-- START Page text --
Dr Woodsock is also an Associate Investigator of the ARC Centre of Excellence for Mathematical and Statistical Frontiers (ACEMS) and frequently writes for The Conversation. You can find one of his articles on probability right here.


What is the Monty Hall problem?

Named after the host of U.S. game show, Let’s Make A Deal, it was kicking around long before it appeared on Brooklyn Nine-Nine.

It goes a little something like this:

You’re on a game show where you’re presented with a choice of 3 doors.

Behind 1 of the doors there’s a car, behind the other 2 doors are goats.

Let’s say you pick door number 1 but don’t open it yet. The host, who knows what is behind each door, opens door number 3, which reveals a goat.

The host then asks if you want to switch your choice to door number 2. Is it to your advantage to change your choice?


What does the show say?

In Brooklyn Nine-Nine everyone but Holt says that you have a better chance of winning the car if you switch your choice.

But some of us less mathematically minded people (including myself) had a little trouble wrapping their heads around why.


So why is it better to switch your choice?

This is what Dr Woodcock had to say about it:

“The critical fact at the heart of many people’s confusion is that the host knows where the car is. As such, the host’s response to the initial choice is giving the contestant additional information.

If one door randomly popped open instead there would be no advantage to switching choice. In this alternate case, we would be correct to stick with our choice 1/3 of the time, we would be correct to switch 1/3 of the time and the game would have been ruined (by the car being revealed) 1/3 of the time.

But this is not the case in the Monty Hall problem. The host’s decision of which door to open mean that the game is never ruined by revealing the location of the car.

The shortest explanation is the simplest. The only way that sticking with your original choice is the right option is if you chose correctly initially. This happens 1/3 of the time. If you chose a losing option initially, the right option is to switch. This happens 2/3 of the time.”
-- END Page text --
-- START Listed entries --
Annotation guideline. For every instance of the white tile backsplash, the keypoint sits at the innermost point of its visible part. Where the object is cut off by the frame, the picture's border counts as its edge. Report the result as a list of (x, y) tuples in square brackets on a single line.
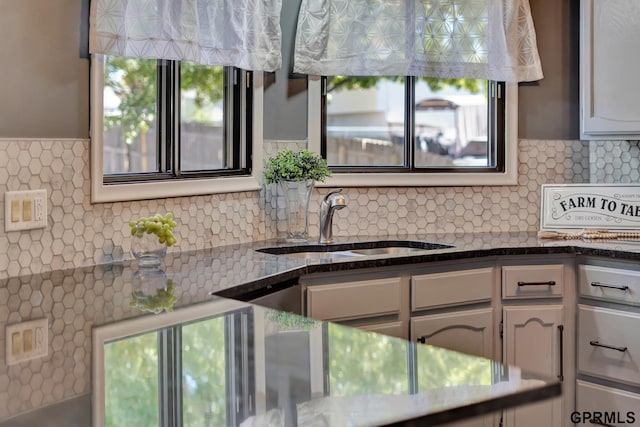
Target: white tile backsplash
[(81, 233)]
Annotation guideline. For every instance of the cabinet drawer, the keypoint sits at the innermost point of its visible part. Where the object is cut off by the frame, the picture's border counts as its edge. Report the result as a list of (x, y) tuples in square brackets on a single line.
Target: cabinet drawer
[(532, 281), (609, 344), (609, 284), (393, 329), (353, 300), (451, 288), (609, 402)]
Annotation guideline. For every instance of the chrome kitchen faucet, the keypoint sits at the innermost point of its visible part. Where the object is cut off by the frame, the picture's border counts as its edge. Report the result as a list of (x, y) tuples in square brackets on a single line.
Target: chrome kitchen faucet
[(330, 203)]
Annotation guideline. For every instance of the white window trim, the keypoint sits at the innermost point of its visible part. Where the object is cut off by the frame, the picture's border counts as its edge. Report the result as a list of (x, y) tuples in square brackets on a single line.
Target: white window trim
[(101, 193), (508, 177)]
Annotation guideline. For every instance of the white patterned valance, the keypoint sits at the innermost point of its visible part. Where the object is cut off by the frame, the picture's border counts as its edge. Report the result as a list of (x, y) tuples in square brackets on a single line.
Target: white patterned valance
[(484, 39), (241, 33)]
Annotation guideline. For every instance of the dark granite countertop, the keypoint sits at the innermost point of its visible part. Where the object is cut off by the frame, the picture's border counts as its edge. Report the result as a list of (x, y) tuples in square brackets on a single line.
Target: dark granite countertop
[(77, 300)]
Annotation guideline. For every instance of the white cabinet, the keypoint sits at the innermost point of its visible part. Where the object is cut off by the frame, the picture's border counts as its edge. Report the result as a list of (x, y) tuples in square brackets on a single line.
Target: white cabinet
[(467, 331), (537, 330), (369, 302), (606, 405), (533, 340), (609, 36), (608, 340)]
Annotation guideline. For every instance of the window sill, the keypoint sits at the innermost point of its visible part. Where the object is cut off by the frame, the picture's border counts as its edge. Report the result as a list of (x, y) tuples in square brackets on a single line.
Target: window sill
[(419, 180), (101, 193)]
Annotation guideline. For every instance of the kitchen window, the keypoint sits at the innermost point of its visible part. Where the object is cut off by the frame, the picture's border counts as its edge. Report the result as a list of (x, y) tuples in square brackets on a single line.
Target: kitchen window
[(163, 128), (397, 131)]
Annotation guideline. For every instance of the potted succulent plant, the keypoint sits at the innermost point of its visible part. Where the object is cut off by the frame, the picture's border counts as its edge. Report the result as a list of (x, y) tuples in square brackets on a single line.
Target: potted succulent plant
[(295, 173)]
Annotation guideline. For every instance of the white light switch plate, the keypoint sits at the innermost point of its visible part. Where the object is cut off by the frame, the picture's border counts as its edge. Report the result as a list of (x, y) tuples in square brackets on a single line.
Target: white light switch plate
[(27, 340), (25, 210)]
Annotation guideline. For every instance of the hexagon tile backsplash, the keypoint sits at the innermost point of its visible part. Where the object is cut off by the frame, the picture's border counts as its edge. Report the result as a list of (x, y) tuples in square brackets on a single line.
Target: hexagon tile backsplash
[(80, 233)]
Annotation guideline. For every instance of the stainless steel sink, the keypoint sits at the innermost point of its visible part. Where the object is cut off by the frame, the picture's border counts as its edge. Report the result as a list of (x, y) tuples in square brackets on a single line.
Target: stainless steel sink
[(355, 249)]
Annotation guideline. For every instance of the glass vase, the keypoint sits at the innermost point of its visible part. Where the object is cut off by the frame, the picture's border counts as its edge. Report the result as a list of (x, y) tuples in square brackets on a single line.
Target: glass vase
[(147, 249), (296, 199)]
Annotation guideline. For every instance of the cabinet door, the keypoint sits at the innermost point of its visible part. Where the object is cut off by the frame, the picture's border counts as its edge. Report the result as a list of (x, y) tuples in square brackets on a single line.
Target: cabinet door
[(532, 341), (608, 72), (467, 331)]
-- END Listed entries --
— What this exercise asks —
1. According to the Monty Hall text, who is the problem named after?
2. Write out the Monty Hall text word for word from "Named after the" up to and including "of 3 doors.".
This material has no connection to the text.

— Results for the exercise —
1. The host of the U.S. game show Let’s Make A Deal.

2.
Named after the host of U.S. game show, Let’s Make A Deal, it was kicking around long before it appeared on Brooklyn Nine-Nine.

It goes a little something like this:

You’re on a game show where you’re presented with a choice of 3 doors.